Your instructions -
Copy out the lines from the one containing "of the cracked" through the one containing "x=48, y=105", including both of those lines. Leave the pictures out.

Input records -

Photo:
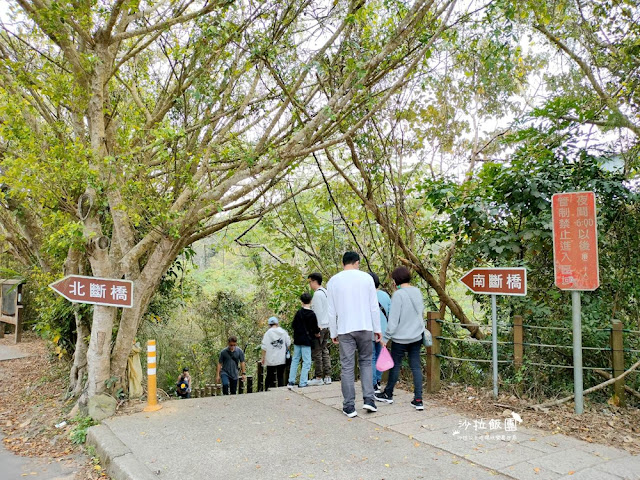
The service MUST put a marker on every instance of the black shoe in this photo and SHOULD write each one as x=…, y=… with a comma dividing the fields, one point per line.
x=383, y=397
x=370, y=406
x=350, y=412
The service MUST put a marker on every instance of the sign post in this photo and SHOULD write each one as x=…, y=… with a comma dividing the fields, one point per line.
x=496, y=281
x=99, y=291
x=575, y=264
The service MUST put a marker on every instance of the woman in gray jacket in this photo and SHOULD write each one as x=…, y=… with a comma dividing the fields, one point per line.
x=405, y=328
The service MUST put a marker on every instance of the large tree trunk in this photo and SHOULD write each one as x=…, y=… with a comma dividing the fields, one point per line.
x=144, y=288
x=79, y=368
x=100, y=349
x=73, y=266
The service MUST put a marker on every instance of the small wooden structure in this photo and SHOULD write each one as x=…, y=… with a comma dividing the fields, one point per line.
x=11, y=306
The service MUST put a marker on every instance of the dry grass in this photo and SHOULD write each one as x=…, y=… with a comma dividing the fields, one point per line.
x=31, y=404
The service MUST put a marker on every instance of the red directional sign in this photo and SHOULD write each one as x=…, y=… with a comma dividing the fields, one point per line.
x=497, y=281
x=575, y=241
x=99, y=291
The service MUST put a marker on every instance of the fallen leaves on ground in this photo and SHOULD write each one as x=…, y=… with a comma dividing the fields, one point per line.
x=32, y=403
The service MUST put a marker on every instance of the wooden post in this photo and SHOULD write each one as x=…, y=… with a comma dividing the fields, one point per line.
x=433, y=362
x=18, y=323
x=617, y=359
x=518, y=339
x=260, y=377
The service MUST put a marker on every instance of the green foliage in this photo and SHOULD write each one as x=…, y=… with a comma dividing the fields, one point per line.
x=81, y=424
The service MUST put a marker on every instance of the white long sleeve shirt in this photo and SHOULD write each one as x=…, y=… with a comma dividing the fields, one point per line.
x=319, y=305
x=353, y=303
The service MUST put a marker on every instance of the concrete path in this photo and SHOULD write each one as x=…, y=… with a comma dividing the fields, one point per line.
x=303, y=434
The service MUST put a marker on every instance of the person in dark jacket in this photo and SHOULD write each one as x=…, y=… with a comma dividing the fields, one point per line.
x=305, y=328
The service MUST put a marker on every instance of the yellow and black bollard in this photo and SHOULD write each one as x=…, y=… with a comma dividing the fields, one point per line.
x=152, y=396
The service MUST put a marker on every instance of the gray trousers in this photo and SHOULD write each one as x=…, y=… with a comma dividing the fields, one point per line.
x=359, y=341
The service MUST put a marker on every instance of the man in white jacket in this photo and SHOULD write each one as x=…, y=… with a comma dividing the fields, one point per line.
x=275, y=344
x=354, y=316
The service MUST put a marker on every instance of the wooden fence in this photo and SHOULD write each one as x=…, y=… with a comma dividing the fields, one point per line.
x=518, y=328
x=215, y=389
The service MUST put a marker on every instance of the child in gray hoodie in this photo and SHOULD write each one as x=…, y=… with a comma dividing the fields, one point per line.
x=405, y=329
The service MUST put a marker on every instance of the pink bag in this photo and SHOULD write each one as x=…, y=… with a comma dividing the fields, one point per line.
x=384, y=362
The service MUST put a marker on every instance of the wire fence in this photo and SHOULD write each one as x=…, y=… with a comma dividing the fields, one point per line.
x=510, y=343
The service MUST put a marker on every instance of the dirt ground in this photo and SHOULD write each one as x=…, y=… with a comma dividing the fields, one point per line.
x=600, y=423
x=32, y=403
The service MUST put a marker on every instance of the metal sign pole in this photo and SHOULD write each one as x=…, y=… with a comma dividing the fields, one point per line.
x=494, y=344
x=577, y=351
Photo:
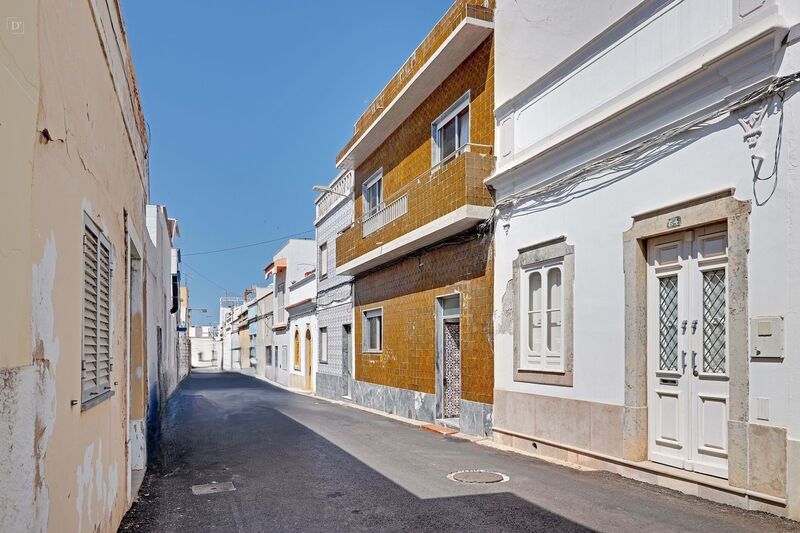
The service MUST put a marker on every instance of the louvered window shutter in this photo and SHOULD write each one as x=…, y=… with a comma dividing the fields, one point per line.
x=96, y=364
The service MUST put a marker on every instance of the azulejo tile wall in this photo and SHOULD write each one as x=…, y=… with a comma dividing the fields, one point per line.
x=407, y=291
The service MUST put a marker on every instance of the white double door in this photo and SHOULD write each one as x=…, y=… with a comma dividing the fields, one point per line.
x=687, y=361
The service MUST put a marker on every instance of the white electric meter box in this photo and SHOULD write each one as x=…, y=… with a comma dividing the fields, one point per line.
x=766, y=337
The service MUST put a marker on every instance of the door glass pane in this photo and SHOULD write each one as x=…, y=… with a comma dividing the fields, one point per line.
x=554, y=310
x=463, y=128
x=668, y=323
x=447, y=139
x=535, y=312
x=714, y=310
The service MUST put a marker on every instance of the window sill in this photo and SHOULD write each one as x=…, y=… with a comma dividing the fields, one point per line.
x=88, y=404
x=561, y=378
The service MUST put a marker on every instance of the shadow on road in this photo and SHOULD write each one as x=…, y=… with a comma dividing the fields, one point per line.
x=223, y=427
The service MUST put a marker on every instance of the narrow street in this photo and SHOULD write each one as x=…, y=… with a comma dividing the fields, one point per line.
x=298, y=463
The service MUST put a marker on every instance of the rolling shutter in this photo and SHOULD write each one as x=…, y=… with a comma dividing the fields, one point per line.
x=96, y=361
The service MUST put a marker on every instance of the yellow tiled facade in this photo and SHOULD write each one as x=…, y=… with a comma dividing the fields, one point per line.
x=408, y=288
x=407, y=292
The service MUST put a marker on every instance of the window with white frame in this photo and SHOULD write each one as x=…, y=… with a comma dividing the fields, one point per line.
x=373, y=330
x=451, y=130
x=96, y=361
x=280, y=291
x=372, y=191
x=323, y=345
x=543, y=307
x=323, y=260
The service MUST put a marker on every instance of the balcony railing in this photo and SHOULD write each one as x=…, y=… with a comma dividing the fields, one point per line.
x=383, y=216
x=455, y=182
x=458, y=12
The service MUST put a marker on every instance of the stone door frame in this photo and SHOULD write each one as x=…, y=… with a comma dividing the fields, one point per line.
x=712, y=208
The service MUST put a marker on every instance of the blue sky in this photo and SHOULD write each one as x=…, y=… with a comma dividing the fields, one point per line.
x=248, y=103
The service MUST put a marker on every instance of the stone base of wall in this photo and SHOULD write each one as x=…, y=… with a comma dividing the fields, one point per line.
x=591, y=434
x=297, y=381
x=476, y=418
x=401, y=402
x=331, y=386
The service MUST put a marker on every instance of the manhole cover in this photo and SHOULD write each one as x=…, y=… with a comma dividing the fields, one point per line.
x=212, y=488
x=478, y=476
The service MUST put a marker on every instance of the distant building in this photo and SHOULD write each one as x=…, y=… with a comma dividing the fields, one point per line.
x=292, y=273
x=206, y=347
x=334, y=300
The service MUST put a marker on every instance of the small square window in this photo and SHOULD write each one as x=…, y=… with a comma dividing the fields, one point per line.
x=451, y=130
x=373, y=193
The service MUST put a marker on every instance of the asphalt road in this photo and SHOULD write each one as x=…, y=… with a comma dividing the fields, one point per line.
x=303, y=464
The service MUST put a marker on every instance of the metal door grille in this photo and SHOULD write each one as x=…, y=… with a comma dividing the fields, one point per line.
x=668, y=322
x=714, y=311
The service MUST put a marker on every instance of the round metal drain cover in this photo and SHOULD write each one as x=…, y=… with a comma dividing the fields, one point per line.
x=478, y=476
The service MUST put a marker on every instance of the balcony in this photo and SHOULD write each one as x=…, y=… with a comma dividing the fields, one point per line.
x=441, y=202
x=459, y=32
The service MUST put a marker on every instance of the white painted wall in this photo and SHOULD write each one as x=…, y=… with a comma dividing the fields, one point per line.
x=716, y=158
x=541, y=34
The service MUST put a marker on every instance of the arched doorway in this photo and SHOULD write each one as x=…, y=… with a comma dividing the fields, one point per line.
x=297, y=350
x=309, y=355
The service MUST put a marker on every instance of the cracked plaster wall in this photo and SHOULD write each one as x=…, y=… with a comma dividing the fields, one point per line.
x=70, y=139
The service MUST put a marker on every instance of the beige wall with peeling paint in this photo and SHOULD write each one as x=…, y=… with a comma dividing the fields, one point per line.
x=69, y=74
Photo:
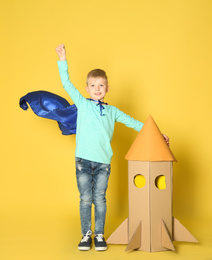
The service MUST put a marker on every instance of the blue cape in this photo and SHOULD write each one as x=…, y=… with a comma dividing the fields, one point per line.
x=48, y=105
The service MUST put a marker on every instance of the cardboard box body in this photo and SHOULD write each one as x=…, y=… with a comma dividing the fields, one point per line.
x=150, y=205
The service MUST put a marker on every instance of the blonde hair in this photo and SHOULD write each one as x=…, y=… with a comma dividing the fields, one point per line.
x=97, y=73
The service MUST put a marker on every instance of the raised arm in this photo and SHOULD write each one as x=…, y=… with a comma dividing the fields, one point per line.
x=64, y=75
x=61, y=51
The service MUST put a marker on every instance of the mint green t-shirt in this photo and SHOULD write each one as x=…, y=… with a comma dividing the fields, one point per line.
x=94, y=131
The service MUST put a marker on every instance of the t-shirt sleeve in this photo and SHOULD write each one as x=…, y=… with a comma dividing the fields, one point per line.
x=128, y=120
x=68, y=86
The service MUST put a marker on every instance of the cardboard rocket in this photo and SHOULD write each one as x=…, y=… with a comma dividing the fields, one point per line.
x=150, y=225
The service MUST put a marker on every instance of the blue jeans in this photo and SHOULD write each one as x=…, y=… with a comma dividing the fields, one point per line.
x=92, y=180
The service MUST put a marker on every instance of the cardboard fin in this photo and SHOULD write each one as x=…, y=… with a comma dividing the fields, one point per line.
x=135, y=241
x=180, y=233
x=120, y=235
x=166, y=240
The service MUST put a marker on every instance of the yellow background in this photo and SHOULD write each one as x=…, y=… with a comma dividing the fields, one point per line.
x=158, y=57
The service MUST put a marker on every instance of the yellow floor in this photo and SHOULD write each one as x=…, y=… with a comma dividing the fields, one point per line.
x=56, y=237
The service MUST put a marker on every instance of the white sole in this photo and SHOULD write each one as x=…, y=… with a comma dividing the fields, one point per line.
x=100, y=248
x=84, y=248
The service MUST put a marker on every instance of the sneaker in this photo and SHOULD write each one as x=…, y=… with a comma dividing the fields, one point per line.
x=85, y=243
x=100, y=244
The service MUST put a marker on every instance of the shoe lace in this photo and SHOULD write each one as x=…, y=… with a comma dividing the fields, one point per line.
x=86, y=236
x=99, y=238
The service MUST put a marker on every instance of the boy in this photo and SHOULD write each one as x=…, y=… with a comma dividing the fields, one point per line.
x=95, y=126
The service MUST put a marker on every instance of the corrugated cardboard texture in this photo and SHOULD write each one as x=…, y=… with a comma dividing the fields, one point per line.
x=150, y=205
x=150, y=145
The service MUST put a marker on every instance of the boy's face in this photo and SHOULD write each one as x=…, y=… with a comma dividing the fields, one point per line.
x=97, y=88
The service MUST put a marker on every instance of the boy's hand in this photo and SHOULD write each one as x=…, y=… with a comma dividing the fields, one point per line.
x=61, y=51
x=166, y=139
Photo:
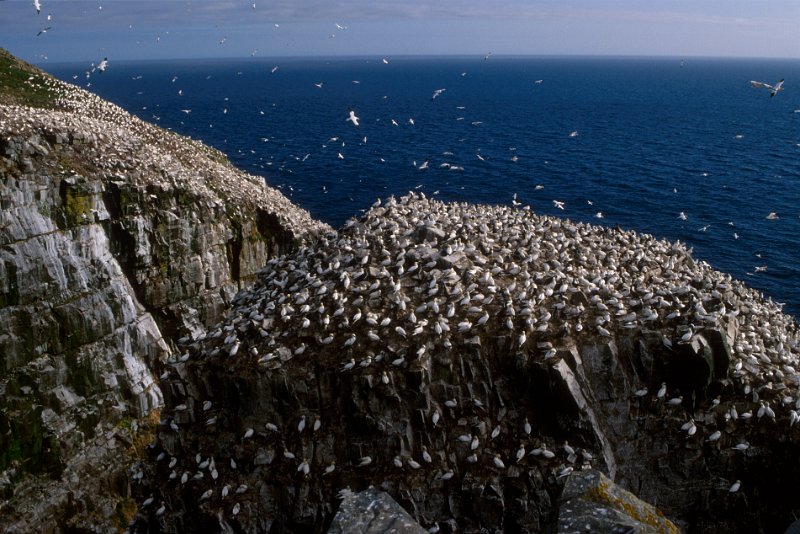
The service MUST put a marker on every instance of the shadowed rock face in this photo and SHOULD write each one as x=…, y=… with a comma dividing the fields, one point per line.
x=468, y=359
x=116, y=238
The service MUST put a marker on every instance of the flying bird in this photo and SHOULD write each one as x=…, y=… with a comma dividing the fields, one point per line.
x=773, y=90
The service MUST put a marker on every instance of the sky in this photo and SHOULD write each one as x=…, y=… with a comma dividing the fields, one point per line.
x=145, y=29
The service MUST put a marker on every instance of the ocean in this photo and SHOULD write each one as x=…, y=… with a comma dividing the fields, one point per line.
x=682, y=149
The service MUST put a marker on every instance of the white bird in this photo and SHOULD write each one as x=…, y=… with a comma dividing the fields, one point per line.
x=773, y=89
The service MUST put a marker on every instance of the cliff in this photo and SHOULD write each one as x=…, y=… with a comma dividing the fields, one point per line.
x=468, y=360
x=184, y=350
x=117, y=238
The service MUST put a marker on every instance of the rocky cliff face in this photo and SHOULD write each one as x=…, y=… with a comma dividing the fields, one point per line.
x=116, y=239
x=468, y=360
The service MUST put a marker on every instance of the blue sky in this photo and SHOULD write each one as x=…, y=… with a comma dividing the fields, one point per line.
x=145, y=29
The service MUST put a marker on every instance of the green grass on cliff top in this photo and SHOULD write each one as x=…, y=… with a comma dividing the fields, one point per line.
x=23, y=84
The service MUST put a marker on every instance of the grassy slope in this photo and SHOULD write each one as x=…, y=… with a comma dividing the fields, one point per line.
x=23, y=84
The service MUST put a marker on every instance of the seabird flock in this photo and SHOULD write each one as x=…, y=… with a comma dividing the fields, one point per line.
x=416, y=279
x=416, y=284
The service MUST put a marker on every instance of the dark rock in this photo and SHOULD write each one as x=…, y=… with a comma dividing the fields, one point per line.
x=593, y=503
x=372, y=512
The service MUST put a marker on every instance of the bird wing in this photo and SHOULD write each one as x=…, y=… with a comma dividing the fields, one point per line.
x=760, y=85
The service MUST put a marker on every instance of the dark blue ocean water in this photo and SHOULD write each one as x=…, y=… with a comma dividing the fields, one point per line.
x=655, y=137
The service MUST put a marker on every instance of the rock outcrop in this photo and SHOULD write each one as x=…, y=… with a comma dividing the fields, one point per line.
x=116, y=239
x=590, y=502
x=372, y=512
x=468, y=360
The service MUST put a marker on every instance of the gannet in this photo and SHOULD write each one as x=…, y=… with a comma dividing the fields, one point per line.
x=773, y=90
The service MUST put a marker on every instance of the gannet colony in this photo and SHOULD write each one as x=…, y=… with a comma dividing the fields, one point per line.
x=467, y=359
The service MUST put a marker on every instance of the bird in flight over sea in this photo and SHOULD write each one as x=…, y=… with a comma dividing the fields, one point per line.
x=773, y=90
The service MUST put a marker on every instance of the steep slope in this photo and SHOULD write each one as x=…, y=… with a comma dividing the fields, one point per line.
x=467, y=359
x=116, y=238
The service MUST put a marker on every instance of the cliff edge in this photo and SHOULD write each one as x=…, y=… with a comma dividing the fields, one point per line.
x=117, y=238
x=468, y=360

Result of the exercise -
The service MUST put a marker on every instance of the cracked plaster wall in this photo and SHOULD write each one as x=…, y=… with a comma dividing the fields, one point per line.
x=70, y=139
The service MUST put a marker on every instance of the beige wall with peeling paint in this photo and SHOULD write each one as x=…, y=… with a comma dividing the fields, one point per line.
x=69, y=74
Photo:
The service MUST put a marker on every instance of the blue cape in this photo and SHOULD write each one as x=…, y=… with a comma dividing the fields, one point per line.
x=48, y=105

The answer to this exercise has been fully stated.